Task inputs —
####

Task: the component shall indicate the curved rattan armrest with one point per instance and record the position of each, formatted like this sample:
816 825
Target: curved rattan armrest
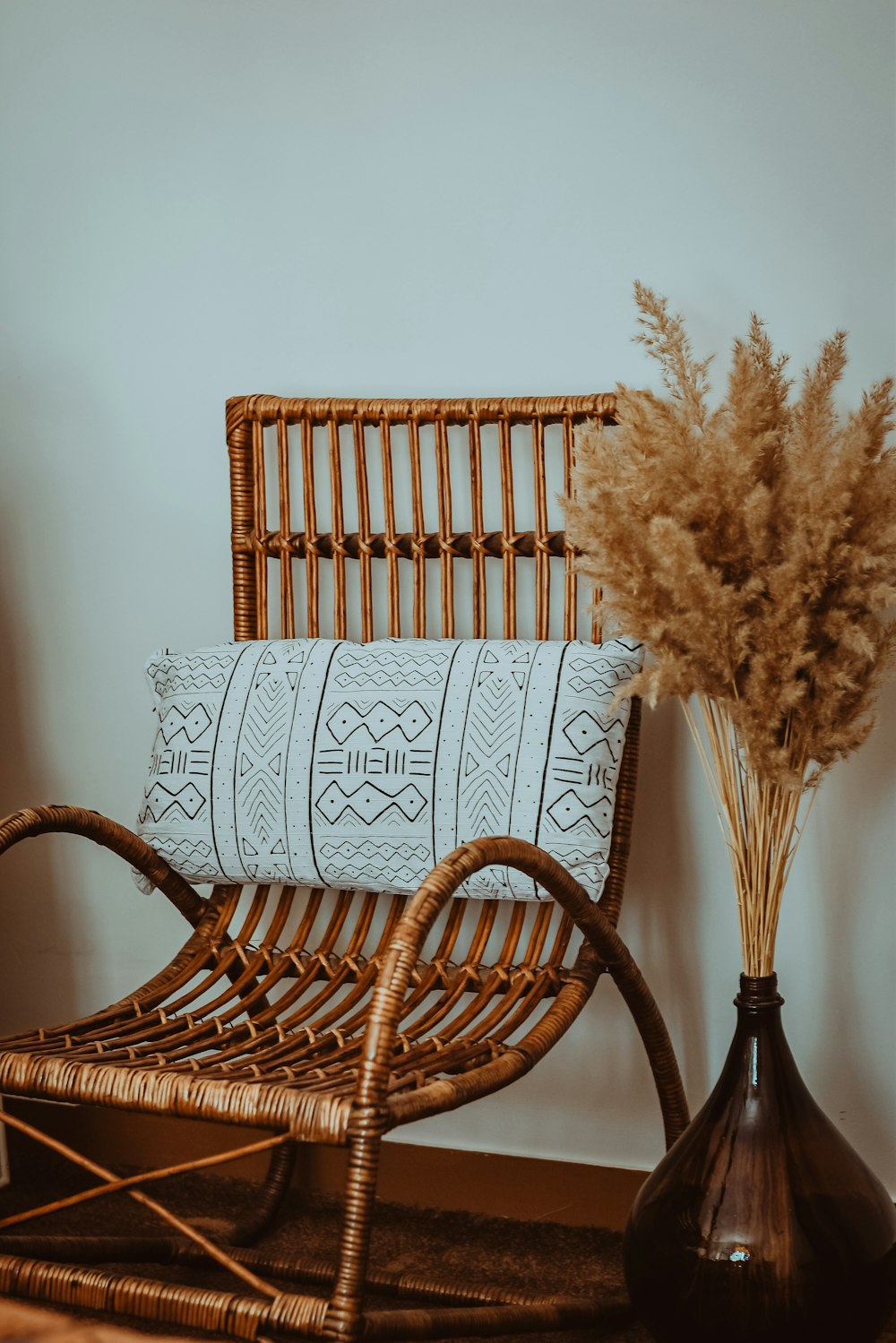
91 825
437 890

####

Reproduce every line of the data above except the pictures. Offset each point coordinate in the answers by -99, and leave the format sample as it is.

Solution for this exercise —
Task: the component shall indicate the curved rattan armrest with one point per instance and record the position of each, formatted like this sample:
816 825
Target: curved rattan armrest
-8 726
338 791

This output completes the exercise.